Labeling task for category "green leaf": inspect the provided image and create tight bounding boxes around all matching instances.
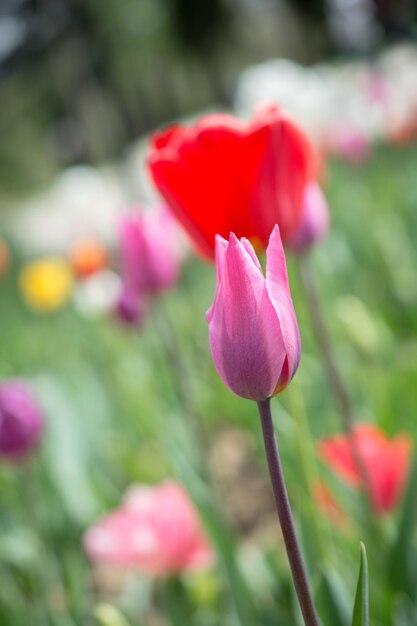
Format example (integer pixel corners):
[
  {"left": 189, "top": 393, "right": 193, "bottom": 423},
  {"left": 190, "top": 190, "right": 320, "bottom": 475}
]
[
  {"left": 315, "top": 567, "right": 350, "bottom": 626},
  {"left": 388, "top": 463, "right": 417, "bottom": 598},
  {"left": 352, "top": 543, "right": 369, "bottom": 626}
]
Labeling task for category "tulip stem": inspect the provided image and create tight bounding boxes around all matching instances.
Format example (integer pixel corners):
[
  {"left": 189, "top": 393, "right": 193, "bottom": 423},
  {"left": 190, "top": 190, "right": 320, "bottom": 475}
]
[
  {"left": 154, "top": 303, "right": 208, "bottom": 464},
  {"left": 258, "top": 399, "right": 320, "bottom": 626},
  {"left": 298, "top": 255, "right": 372, "bottom": 503}
]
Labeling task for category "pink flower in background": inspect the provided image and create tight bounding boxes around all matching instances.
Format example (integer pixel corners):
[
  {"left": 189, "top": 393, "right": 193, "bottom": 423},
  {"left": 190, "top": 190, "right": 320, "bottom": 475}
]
[
  {"left": 207, "top": 226, "right": 301, "bottom": 400},
  {"left": 285, "top": 182, "right": 329, "bottom": 252},
  {"left": 116, "top": 209, "right": 180, "bottom": 324},
  {"left": 84, "top": 481, "right": 213, "bottom": 576},
  {"left": 120, "top": 205, "right": 179, "bottom": 294},
  {"left": 0, "top": 380, "right": 43, "bottom": 461},
  {"left": 319, "top": 424, "right": 412, "bottom": 514}
]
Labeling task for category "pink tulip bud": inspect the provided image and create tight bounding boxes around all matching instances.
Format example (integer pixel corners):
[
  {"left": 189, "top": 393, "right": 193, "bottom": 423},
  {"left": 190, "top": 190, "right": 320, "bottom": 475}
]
[
  {"left": 120, "top": 210, "right": 179, "bottom": 295},
  {"left": 207, "top": 226, "right": 301, "bottom": 400},
  {"left": 0, "top": 380, "right": 43, "bottom": 461},
  {"left": 286, "top": 181, "right": 329, "bottom": 252},
  {"left": 84, "top": 481, "right": 213, "bottom": 576}
]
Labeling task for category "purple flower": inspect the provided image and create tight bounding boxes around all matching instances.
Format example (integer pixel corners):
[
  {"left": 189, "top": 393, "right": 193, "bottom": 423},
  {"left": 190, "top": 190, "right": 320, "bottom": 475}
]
[
  {"left": 285, "top": 181, "right": 329, "bottom": 252},
  {"left": 0, "top": 380, "right": 43, "bottom": 461},
  {"left": 207, "top": 226, "right": 301, "bottom": 400}
]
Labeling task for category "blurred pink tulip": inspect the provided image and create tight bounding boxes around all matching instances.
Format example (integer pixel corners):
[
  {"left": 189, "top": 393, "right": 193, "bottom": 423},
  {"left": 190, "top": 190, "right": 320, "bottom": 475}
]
[
  {"left": 319, "top": 424, "right": 411, "bottom": 514},
  {"left": 207, "top": 226, "right": 301, "bottom": 400},
  {"left": 327, "top": 125, "right": 371, "bottom": 163},
  {"left": 286, "top": 182, "right": 329, "bottom": 252},
  {"left": 0, "top": 380, "right": 43, "bottom": 461},
  {"left": 84, "top": 481, "right": 213, "bottom": 576},
  {"left": 120, "top": 209, "right": 179, "bottom": 295}
]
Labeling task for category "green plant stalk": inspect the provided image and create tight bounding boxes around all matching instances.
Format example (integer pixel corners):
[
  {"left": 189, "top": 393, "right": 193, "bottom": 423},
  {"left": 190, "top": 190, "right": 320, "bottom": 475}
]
★ ★ ★
GOAL – Please extract every line of the material above that contains the string "pink". Matching is case-sensitive.

RESPONSE TO THIS TASK –
Labeling task for category "pink flower in background": inspect the provided image and create tight bounding boxes around all matching instances.
Labeling task for category "pink tulip bud": inspect the provided image and create tight bounding boxes around all matching instances.
Labeling task for category "blurred pink tulip": inspect the provided image and create tight bounding boxes around all matching instances.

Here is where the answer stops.